• **WHAT YOU SHOULD DO**: Update the records starting at the line that has "Where can the water" and ending after the line that has "x=528, y=176", putting "most central" wherever "innermost" appears and leaving everything else as it is. Return only those lines.

-- start of RECORDS PROVIDED --

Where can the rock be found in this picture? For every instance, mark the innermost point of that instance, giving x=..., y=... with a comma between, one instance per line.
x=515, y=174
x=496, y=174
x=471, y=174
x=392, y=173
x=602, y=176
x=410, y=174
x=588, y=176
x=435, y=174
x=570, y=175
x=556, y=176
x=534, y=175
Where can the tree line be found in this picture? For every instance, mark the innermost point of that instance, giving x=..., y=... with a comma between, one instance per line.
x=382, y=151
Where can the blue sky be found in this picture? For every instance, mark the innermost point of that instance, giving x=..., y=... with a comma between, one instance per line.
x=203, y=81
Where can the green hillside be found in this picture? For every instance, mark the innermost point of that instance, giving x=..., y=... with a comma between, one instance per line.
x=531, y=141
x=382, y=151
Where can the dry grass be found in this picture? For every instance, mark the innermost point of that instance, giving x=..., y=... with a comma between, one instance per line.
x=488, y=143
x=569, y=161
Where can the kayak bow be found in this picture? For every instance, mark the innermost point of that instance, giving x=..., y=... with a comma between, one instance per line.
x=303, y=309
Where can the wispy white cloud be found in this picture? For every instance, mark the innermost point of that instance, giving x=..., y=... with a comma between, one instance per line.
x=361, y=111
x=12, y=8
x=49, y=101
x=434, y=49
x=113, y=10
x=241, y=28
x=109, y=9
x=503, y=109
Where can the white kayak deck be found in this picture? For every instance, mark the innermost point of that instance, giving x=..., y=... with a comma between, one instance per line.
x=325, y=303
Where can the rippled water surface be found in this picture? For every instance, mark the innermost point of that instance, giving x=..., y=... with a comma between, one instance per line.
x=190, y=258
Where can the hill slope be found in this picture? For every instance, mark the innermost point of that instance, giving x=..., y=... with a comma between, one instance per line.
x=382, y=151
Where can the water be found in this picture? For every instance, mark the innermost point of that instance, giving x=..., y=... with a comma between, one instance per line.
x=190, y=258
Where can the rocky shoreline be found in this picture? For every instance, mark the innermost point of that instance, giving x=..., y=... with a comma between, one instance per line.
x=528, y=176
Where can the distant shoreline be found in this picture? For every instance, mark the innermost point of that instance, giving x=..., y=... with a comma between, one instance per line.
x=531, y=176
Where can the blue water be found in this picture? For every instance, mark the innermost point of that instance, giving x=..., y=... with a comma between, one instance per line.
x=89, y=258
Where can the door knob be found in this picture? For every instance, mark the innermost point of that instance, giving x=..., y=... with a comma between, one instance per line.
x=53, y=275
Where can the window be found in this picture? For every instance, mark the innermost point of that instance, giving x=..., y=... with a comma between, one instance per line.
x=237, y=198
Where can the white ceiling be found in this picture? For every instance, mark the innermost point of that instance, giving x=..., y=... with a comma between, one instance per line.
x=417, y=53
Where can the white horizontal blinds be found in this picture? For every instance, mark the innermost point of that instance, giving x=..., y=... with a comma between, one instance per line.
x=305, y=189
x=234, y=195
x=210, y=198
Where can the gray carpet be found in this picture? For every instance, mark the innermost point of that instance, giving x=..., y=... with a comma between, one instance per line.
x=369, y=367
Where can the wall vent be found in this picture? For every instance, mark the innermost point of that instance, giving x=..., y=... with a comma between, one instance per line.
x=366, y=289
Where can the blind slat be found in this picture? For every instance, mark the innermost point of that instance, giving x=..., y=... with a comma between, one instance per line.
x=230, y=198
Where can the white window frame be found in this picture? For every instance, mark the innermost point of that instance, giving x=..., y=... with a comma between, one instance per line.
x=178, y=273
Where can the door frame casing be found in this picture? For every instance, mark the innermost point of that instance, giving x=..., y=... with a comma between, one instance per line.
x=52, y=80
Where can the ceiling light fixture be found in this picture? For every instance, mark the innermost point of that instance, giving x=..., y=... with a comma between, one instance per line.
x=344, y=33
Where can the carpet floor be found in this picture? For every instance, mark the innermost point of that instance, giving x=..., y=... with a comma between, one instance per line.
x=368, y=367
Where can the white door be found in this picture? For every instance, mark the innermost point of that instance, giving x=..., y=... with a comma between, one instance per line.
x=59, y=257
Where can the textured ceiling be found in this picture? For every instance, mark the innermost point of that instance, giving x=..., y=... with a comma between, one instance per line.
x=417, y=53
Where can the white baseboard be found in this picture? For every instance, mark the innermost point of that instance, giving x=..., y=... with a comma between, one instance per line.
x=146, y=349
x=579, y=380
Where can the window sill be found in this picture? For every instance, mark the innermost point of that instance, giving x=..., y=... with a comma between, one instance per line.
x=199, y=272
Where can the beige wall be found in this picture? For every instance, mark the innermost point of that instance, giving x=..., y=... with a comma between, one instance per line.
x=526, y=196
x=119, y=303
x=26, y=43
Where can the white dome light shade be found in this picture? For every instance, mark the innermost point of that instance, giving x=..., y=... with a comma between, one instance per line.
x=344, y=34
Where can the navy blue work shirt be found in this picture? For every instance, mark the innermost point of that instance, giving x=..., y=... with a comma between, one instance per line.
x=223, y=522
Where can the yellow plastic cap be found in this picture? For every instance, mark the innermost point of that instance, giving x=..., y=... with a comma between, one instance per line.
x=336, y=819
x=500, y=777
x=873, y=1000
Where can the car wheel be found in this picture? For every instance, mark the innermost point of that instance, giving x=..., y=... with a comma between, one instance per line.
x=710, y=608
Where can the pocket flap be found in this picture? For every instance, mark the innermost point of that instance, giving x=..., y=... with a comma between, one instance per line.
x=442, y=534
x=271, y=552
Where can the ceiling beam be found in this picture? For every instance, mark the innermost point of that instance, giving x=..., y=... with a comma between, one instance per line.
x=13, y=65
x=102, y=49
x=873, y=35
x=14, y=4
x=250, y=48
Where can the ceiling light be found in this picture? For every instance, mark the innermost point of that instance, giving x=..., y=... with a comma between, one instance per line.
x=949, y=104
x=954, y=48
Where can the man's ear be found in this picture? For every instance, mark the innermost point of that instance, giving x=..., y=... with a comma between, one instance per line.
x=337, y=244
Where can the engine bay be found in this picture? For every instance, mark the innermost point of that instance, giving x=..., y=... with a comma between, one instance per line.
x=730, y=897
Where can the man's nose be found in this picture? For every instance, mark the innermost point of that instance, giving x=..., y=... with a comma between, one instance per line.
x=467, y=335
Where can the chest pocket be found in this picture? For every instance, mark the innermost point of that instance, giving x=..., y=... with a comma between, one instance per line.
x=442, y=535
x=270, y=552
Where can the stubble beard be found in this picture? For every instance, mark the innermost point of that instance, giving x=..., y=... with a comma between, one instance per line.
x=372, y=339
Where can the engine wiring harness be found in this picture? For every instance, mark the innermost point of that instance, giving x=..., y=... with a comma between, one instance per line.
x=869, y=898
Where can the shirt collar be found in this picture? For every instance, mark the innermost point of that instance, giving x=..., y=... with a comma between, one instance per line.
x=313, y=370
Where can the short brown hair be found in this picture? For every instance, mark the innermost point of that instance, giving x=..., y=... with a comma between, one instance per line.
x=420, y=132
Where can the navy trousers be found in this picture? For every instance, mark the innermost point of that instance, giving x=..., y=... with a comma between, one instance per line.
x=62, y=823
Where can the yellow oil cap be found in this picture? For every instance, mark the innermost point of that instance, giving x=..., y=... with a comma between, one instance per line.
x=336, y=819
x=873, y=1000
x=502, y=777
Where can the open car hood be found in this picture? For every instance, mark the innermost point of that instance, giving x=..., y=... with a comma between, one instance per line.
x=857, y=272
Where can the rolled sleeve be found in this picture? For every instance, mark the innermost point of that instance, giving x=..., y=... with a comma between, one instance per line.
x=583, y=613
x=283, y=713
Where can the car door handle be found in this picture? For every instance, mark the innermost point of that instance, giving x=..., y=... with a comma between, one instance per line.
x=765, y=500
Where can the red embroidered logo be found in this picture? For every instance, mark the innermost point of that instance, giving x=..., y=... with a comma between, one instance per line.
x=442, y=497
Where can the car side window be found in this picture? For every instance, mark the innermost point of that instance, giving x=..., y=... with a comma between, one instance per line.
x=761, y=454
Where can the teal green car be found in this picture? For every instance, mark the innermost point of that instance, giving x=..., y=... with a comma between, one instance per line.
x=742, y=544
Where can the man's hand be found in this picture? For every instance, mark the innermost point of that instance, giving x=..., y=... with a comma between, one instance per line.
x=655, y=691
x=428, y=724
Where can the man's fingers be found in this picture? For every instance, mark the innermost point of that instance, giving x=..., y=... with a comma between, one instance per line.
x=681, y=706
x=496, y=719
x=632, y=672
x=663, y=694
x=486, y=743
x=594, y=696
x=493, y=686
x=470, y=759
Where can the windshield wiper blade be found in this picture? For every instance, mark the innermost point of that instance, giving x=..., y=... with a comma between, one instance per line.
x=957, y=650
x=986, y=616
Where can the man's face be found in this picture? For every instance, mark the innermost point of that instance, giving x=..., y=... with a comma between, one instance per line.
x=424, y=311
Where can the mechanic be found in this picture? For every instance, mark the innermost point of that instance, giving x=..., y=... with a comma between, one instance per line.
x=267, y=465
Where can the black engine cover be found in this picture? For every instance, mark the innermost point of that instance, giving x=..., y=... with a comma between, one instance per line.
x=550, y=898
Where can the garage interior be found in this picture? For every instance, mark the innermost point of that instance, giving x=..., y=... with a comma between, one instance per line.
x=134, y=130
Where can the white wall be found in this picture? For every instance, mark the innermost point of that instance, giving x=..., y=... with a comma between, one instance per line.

-- end of RECORDS PROVIDED --

• **EXERCISE OUTPUT**:
Where can the water be found in this picture? For every instance, mark the most central point of that instance, giving x=..., y=... with a comma between, one instance per line.
x=190, y=258
Where can the rocky shoreline be found in this picture? For every instance, mark the most central point of that instance, giving x=..., y=... with a comma between, one instance per line.
x=528, y=176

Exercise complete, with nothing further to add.